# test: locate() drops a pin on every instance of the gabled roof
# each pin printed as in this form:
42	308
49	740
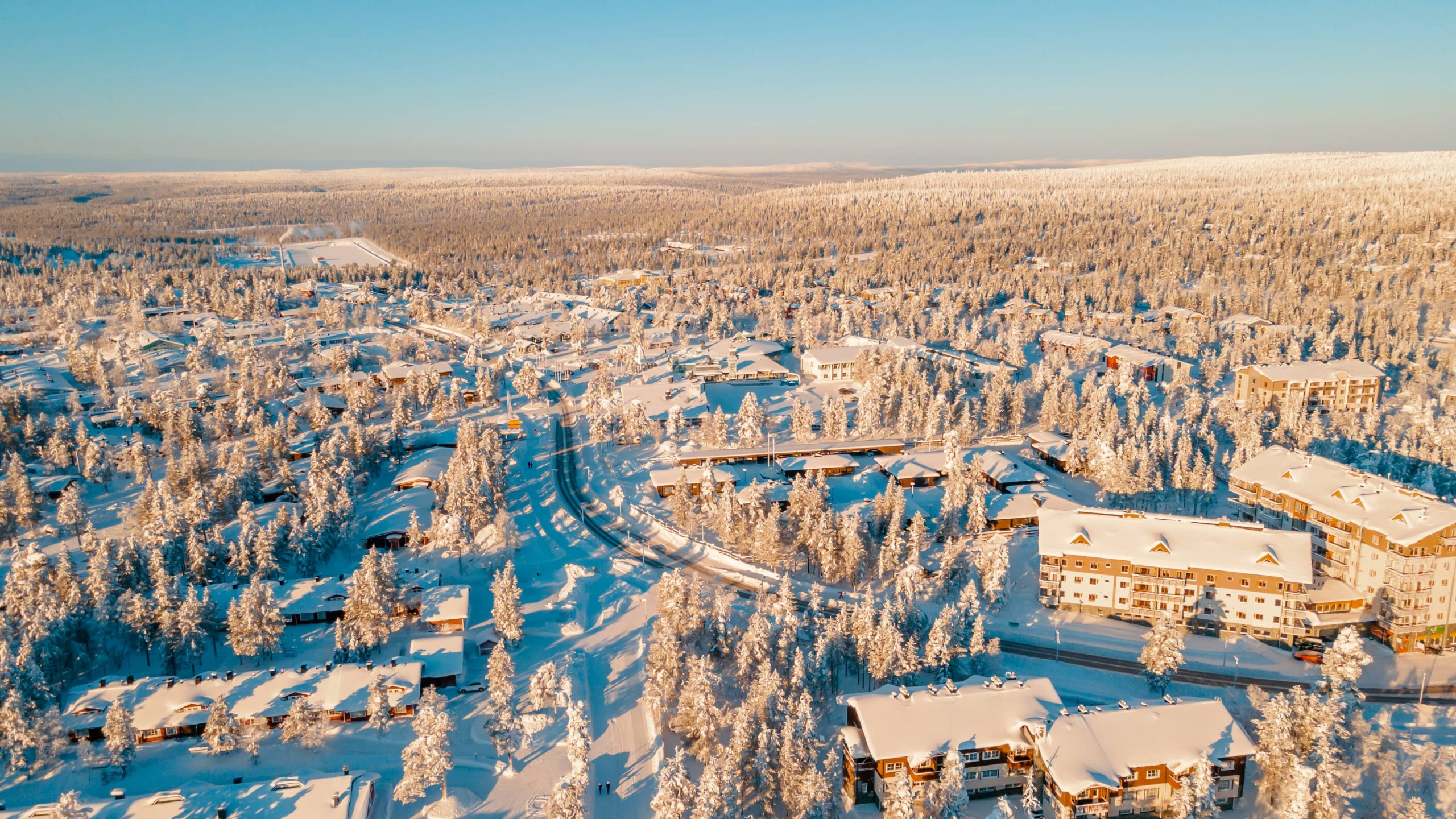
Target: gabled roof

========================================

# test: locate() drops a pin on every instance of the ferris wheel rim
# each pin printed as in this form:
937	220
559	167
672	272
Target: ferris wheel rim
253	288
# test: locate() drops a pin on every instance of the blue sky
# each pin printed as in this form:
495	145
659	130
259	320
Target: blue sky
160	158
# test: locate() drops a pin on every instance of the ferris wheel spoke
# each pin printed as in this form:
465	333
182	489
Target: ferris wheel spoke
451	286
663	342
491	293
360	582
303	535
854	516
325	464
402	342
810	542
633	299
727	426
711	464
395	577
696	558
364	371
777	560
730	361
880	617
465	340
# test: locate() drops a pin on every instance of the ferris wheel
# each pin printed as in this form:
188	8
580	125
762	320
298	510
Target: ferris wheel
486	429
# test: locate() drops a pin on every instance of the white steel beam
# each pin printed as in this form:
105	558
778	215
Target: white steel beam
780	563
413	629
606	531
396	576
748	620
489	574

========================================

### Stated goal
Starting at the line that contains "the gabled roof" and ending at the line that contains "Target: gabled roof", render the material as a numbered list, omitting blank lines and leaving out the pictures.

### Solution below
1. # test: locate() drops a pin on every instance of the gabled roof
2. # each pin printed as in this form:
3. 42	308
4. 49	740
5. Target: gabled roof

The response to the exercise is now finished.